[WHAT TO DO]
When you answer, restate the entries below without altering anything.

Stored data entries
================

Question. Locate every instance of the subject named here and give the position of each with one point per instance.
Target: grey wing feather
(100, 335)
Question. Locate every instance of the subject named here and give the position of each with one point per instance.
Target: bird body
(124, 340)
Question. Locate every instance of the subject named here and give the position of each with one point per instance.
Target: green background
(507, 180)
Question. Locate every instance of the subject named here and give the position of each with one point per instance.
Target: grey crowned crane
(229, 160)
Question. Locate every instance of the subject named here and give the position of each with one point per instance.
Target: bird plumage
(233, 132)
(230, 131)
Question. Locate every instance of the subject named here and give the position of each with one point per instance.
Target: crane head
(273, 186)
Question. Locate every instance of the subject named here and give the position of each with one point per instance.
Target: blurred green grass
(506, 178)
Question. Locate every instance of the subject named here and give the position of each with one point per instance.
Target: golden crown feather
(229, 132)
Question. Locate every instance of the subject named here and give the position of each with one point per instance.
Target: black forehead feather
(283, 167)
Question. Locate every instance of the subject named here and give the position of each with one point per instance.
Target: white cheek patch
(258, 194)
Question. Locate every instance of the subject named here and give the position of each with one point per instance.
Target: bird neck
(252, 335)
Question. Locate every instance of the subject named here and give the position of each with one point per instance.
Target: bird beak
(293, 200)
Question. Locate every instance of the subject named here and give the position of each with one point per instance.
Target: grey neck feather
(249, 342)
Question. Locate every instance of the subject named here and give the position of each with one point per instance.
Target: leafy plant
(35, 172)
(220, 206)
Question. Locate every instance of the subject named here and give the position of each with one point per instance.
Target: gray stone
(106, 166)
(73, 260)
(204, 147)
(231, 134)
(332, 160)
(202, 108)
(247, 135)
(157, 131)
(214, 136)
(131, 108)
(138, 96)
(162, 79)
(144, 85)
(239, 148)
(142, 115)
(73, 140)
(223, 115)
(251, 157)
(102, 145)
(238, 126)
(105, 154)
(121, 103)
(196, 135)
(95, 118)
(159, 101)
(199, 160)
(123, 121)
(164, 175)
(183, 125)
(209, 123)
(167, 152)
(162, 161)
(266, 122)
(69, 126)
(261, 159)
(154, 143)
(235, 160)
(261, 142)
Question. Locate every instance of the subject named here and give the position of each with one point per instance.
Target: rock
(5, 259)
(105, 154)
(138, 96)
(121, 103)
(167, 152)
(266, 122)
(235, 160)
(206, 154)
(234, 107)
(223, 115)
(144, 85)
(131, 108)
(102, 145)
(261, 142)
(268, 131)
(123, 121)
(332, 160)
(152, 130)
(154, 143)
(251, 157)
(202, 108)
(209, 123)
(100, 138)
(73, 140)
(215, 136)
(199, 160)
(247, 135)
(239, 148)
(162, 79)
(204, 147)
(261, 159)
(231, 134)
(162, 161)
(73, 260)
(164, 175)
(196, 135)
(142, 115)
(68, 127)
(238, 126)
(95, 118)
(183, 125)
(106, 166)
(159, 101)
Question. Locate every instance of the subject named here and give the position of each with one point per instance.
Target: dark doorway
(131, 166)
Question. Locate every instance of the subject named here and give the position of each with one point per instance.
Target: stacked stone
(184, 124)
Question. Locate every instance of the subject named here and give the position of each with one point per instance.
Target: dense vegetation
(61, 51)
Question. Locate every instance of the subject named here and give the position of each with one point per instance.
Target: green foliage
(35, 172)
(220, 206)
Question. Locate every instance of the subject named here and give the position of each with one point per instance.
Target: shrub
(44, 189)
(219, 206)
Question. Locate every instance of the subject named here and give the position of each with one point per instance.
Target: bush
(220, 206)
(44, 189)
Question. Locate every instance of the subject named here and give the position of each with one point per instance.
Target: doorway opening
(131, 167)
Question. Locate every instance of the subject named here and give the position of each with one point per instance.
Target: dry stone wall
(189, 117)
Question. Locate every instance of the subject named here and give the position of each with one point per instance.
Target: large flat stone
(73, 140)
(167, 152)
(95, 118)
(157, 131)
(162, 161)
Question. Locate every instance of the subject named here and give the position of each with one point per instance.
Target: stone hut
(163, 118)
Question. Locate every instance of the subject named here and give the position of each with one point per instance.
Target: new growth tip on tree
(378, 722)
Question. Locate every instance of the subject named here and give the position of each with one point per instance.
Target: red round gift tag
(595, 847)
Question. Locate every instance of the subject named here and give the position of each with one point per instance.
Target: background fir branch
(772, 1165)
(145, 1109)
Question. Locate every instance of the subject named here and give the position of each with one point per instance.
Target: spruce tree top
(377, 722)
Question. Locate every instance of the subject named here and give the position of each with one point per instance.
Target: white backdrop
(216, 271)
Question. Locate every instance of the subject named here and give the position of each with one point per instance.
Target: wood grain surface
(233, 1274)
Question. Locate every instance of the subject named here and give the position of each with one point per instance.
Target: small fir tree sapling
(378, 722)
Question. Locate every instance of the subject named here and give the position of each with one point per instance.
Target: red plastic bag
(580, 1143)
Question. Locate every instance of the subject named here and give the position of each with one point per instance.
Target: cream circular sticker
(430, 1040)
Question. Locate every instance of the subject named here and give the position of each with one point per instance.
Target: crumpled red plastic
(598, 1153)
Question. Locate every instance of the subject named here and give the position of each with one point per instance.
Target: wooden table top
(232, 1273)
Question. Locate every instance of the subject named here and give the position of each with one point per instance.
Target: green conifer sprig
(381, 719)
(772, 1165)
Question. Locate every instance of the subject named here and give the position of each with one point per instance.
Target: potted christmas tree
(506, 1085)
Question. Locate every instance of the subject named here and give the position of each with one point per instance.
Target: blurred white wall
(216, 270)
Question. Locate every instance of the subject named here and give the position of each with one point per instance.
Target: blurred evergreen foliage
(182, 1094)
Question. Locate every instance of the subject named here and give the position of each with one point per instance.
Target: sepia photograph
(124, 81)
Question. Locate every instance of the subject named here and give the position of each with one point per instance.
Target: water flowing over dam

================

[SOLUTION]
Question. Locate every instance of the subject named here and give the position of each with one point per instance.
Target: grey wing feather
(100, 335)
Question. Locate every instance of the subject named here and give the position of each with one point per instance.
Target: bird body
(124, 340)
Question. Locate every instance of the subject named here and give the position of each with one point per instance.
Target: green background
(507, 180)
Question. Locate every instance of the subject named here and give the position of each with one point per instance.
Target: grey crowned crane
(229, 160)
Question. Locate every instance of the subject named here and give the position of each with one point per instance.
Target: bird plumage
(233, 132)
(230, 131)
Question. Locate every instance of the subject named here and give the position of each with one point per instance.
Target: crane head
(273, 186)
Question. Locate every instance of the subject named here and give the position of each with one point per instance.
Target: blurred green grass
(506, 178)
Question. Locate every instance of the subject named here and give the position of each with one point per instance.
Target: golden crown feather
(229, 132)
Question. Locate every instance of the subject named here and give the position of each with one point per instance.
Target: black forehead feather
(283, 167)
Question. Locate every instance of the subject named here and give the position of each with one point per instance.
Target: white cheek patch
(258, 194)
Question. Locate every instance of the subject named here and give the position of each with one point per instance.
Target: bird neck
(252, 335)
Question. Locate every instance of the subject named here and give the position of each with one point per instance.
Target: bird beak
(293, 200)
Question. Locate every instance of the subject named here and give the position of each with one point per instance.
Target: grey neck feather
(249, 342)
Question. Locate every instance of the subject named here and give the position of each with one point per instance.
Target: leafy plant
(35, 172)
(220, 206)
Question. Locate every instance of the subject named here and give the position of each with one point per instance.
Target: gray stone
(106, 166)
(73, 260)
(204, 147)
(231, 134)
(332, 160)
(202, 108)
(247, 135)
(157, 131)
(214, 136)
(131, 108)
(138, 96)
(162, 79)
(144, 85)
(239, 148)
(142, 115)
(73, 140)
(223, 115)
(251, 157)
(102, 145)
(238, 126)
(105, 154)
(121, 103)
(196, 135)
(95, 118)
(159, 101)
(199, 160)
(123, 121)
(164, 175)
(183, 125)
(209, 123)
(167, 152)
(162, 161)
(266, 122)
(69, 126)
(261, 159)
(154, 143)
(235, 160)
(261, 142)
Question. Locate every instance of the subject named here and give the position of each with one point per instance.
Target: rock
(5, 259)
(105, 154)
(138, 96)
(121, 103)
(167, 152)
(266, 122)
(235, 160)
(206, 154)
(234, 107)
(223, 115)
(144, 85)
(131, 108)
(102, 145)
(261, 142)
(268, 131)
(123, 121)
(332, 160)
(152, 130)
(154, 143)
(251, 157)
(202, 108)
(209, 123)
(100, 138)
(73, 140)
(215, 136)
(199, 160)
(247, 135)
(239, 148)
(162, 79)
(204, 147)
(261, 159)
(231, 134)
(162, 161)
(73, 260)
(164, 175)
(196, 135)
(142, 115)
(68, 127)
(238, 126)
(95, 118)
(183, 125)
(106, 166)
(159, 101)
Question. Locate every instance of the subject named here and give the position of each with one point per instance.
Target: dark doorway
(131, 166)
Question. Locate every instance of the subject named here and give the position of each with one point per instance.
Target: stacked stone
(184, 124)
Question. Locate every instance of the subject named here and give the position of each with one point per instance.
Target: dense vegetation
(61, 51)
Question. Locate every instance of the subject named here and give the position of each with one point per instance.
Target: green foliage
(35, 172)
(220, 206)
Question. Locate every instance of the subject named here and give the position of each with one point per instance.
Target: shrub
(44, 189)
(219, 206)
Question. Locate every instance of the subject named here and give the position of each with one point per instance.
Target: bush
(220, 206)
(44, 189)
Question. Locate every instance of the subject named here and give the position of each with one point per instance.
Target: doorway opening
(131, 167)
Question. Locate every instance of the subject named here and give the position of each with one point per instance.
Target: dry stone wall
(189, 117)
Question. Locate every instance of the subject named here and give the position of each with one point per instance.
Target: large flat stone
(73, 140)
(167, 152)
(95, 118)
(157, 131)
(162, 161)
Question. Locate every instance of the subject named here and give the position of each with one point per instance.
Target: stone hut
(163, 118)
Question. Locate every instance of the subject named here and give the position of each with one point per instance.
Target: new growth tip on tree
(378, 722)
Question. Locate every instance of the subject named here and give the position of each with one point per instance.
Target: red round gift tag
(595, 847)
Question. Locate every instance of the subject named here and give the position of each with one point per instance.
Target: background fir branch
(772, 1165)
(145, 1109)
Question. Locate every instance of the subject named here and give the position of each with one point per instance.
Target: spruce tree top
(377, 722)
Question. Locate every instance of the subject named here and give the position of each with one point per instance.
Target: white backdrop
(216, 271)
Question. Locate every instance of the subject named here and give the position of each with one point per instance.
Target: wood grain surface
(233, 1274)
Question. Locate every instance of the subject named here and give the position of each with one point per instance.
Target: small fir tree sapling
(378, 722)
Question. Locate every instance of the subject named here and give the position of each with one point per instance.
Target: red plastic bag
(580, 1143)
Question. Locate every instance of the subject named here and give the position of each with one point per instance.
Target: cream circular sticker
(430, 1040)
Question. Locate every instance of the subject named here and give the position of each with one point per instance.
Target: crumpled red plastic
(598, 1153)
Question. Locate every instance of the subject named here and give the position of each with one point per instance.
Target: wooden table top
(232, 1273)
Question. Locate every instance of the subject named here and give the position of each with one point per instance.
Target: green conifer sprig
(381, 719)
(772, 1165)
Question. Locate every instance of the subject named here and give the position of each with one point per instance.
Target: potted christmas tree
(506, 1085)
Question. Locate every instance of the subject named here and give the position of each with one point per instance.
Target: blurred white wall
(216, 270)
Question. Locate every instance of the subject named here and give the position of each with one point per instance.
Target: blurred evergreen foliage
(182, 1094)
Question. Locate every instance of the subject named here and give the position of each with one point per instance.
Target: sepia photograph
(124, 81)
Question. Locate every instance of the subject named here and give the position of each with one point per instance.
Target: water flowing over dam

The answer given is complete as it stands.